| Passage provided |
■ ■ ■ ■ ■

Massachusetts AQC model shows positive results

Published December 9, 2014

Massachusetts AQC model shows positive resultsThe world of healthcare is a hotbed for innovation. Every day, leading minds from across the industry work to improve the quality of the system, whether that means developing new medical technologies and perfecting the treatment of severe diseases, or identifying preventative measures that help keep people well.

Innovation and quality improvement in healthcare is not limited to medical innovation. As our finest scientific minds work to cure disease, the experts at Blue Cross and Blue Shield companies work to find ways to temper the ballooning costs that tax the system and mend the broken payment models that result in costly duplication and waste in care delivery. And they are seeing results.

An independent study released in the New England Journal of Medicine (NEJM) shows that the Blue Cross Blue Shield of Massachusetts Alternative Quality Contract (AQC) has improved the quality of patient care and lowered costs in the four years since it was first implemented.

The study, conducted by researchers at Harvard Medical School and funded by the Commonwealth Fund and the National Institute on Aging, compares Blue Cross Blue Shield of Massachusetts members with a primary care physician in an AQC contract with a control group of commercially-insured individuals across eight northeastern states (Connecticut, Maine, New Hampshire, New Jersey, New York, Pennsylvania, Rhode Island and Vermont).

Researchers concluded that spending growth among patients in the AQC was 10% lower than the control group. Quality of care was significantly higher than national averages. The findings relative to the control group are notable because they account for more general trends locally and nationally – showing that the AQC achieved savings over and above what was happening in the general environment.  

The AQC was introduced by Blue Cross Blue Shield of Massachusetts in 2008 as an alternative to the traditional fee-for-service payment model. Designed both to improve the quality of care members receive and to moderate the growth in health care spending, the AQC model combines a global budget for a patient population with significant performance incentives based on nationally accepted quality metrics. By linking financial incentives to clinical quality, patient outcomes and overall resource use, the AQC is designed to decrease spending and cost growth, while producing significant, measurable improvements in quality.

Physicians and hospitals that adopt the AQC agree to take responsibility for the full continuum of care received by their patients, regardless of where the care is provided. Today, more than 85 percent of the physicians and hospitals in the Blue Cross Blue Shield of Massachusetts HMO network are included in the AQC. It is a crucial component of Blue Cross Blue Shield of Massachusetts’ agenda to make quality health care affordable for its members and employer customers and is the predominant contract model between Blue Cross and its network physicians and hospitals.

■ ■ ■ ■ ■

| Exercise |
Can you reproduce the part of the article on the Massachusetts AQC model that opens with "The study, conducted" and closes with "Island and Vermont).", substituting "privately insured" for "commercially-insured"?

(Image-backed grounding data)
■ ■ ■ ■ ■

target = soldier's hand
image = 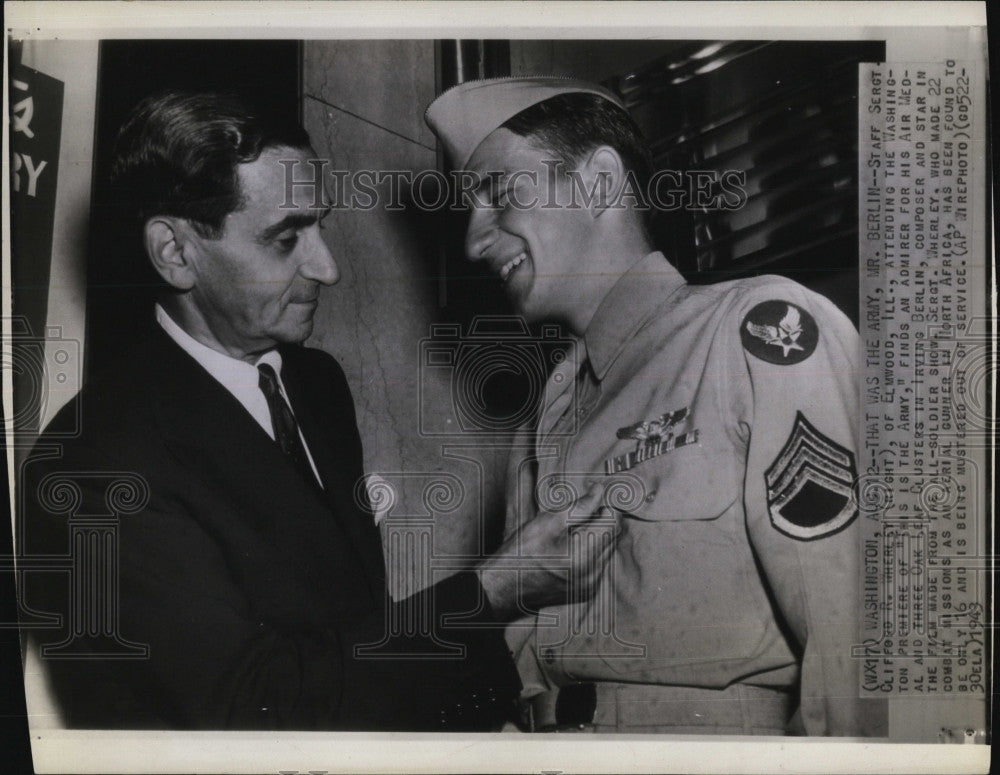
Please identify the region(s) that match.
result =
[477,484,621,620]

■ ■ ■ ■ ■

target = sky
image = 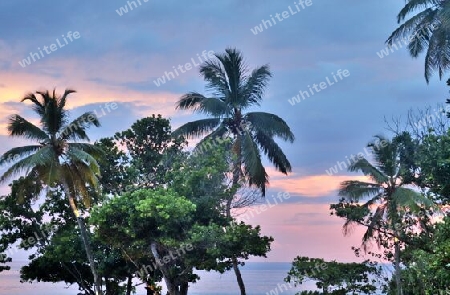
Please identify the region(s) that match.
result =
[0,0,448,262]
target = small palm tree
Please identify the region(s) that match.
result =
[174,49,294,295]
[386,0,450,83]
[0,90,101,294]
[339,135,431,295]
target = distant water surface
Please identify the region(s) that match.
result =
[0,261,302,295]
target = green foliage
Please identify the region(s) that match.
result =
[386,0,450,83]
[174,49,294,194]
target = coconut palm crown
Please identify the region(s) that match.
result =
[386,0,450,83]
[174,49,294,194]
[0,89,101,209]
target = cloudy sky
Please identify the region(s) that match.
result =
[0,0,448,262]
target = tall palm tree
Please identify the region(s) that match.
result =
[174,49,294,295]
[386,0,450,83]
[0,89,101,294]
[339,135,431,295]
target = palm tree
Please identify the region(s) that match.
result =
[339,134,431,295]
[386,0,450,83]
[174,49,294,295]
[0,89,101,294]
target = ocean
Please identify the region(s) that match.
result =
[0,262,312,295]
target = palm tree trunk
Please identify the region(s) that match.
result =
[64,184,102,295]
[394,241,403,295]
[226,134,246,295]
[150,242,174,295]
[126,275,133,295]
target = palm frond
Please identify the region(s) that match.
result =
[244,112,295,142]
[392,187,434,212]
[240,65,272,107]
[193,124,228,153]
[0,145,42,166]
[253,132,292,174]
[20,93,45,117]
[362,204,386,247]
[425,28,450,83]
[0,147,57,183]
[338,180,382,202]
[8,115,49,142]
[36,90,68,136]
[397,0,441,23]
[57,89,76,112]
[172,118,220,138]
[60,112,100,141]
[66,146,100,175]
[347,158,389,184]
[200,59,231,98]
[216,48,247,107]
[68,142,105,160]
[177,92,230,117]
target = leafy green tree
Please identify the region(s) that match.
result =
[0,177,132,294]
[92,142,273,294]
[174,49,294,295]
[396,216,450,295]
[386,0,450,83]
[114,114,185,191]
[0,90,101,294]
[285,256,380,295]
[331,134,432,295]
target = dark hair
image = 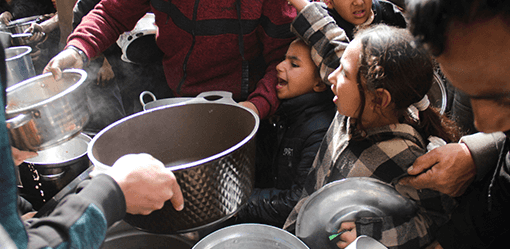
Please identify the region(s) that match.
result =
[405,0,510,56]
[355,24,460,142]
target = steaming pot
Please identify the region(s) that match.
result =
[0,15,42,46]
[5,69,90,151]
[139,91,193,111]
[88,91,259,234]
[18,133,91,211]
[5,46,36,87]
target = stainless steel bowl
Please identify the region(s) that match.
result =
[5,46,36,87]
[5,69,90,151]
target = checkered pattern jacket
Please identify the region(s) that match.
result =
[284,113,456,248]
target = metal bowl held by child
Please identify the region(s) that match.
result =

■ ■ ■ ■ ■

| Answer space |
The study, conducted by researchers at Harvard Medical School and funded by the Commonwealth Fund and the National Institute on Aging, compares Blue Cross Blue Shield of Massachusetts members with a primary care physician in an AQC contract with a control group of privately insured individuals across eight northeastern states (Connecticut, Maine, New Hampshire, New Jersey, New York, Pennsylvania, Rhode Island and Vermont).